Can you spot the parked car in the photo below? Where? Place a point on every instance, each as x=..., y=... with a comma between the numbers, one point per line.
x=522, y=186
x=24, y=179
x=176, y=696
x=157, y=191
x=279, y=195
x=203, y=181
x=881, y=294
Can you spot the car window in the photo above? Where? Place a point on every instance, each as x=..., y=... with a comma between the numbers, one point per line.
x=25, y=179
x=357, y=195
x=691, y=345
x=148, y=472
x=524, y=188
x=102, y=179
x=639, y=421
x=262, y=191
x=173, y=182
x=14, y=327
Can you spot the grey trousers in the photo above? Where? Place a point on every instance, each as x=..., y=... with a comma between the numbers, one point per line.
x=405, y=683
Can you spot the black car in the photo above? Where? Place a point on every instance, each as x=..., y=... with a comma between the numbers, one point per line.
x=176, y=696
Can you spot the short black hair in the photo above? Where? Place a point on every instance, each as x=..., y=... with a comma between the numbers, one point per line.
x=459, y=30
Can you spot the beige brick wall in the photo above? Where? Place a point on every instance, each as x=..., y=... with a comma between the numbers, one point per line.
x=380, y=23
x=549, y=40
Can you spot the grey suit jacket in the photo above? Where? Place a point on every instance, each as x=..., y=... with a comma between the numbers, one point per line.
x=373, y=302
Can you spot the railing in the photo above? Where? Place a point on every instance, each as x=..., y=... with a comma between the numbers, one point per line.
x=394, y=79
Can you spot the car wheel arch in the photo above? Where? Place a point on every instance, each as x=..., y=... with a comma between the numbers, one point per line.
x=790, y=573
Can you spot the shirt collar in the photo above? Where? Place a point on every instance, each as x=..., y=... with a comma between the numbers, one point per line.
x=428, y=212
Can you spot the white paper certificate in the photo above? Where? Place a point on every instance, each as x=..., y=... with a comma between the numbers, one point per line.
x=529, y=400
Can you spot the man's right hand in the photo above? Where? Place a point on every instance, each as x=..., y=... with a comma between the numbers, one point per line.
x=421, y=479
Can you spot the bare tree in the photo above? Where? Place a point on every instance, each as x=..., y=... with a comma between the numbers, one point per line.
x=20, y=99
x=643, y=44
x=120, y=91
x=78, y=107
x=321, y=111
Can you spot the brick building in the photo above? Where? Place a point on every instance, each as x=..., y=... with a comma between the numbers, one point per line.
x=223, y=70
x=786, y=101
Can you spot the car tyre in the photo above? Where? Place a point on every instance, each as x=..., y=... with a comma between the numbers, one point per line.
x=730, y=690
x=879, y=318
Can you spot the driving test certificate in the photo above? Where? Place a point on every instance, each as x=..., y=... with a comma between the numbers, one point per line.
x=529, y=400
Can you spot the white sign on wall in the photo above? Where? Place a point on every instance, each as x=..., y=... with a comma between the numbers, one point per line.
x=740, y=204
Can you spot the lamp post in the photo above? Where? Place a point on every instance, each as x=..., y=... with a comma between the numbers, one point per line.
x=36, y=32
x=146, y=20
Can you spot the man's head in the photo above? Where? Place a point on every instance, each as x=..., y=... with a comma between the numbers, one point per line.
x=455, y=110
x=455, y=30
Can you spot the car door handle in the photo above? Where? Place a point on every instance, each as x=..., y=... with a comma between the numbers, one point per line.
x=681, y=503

************

▶ WHAT IS REQUIRED
Scale the data from the line that has "Can you spot the short" through the line that has "x=459, y=30", both included, and give those lines again with the request unchanged. Multiply each x and y coordinate by 1.2 and round to a whole number, with halves rounding up.

▶ SOLUTION
Can you spot the short black hair in the photo above? Where? Place a point on every instance, each as x=..., y=... with a comma between the numbers, one point per line.
x=551, y=36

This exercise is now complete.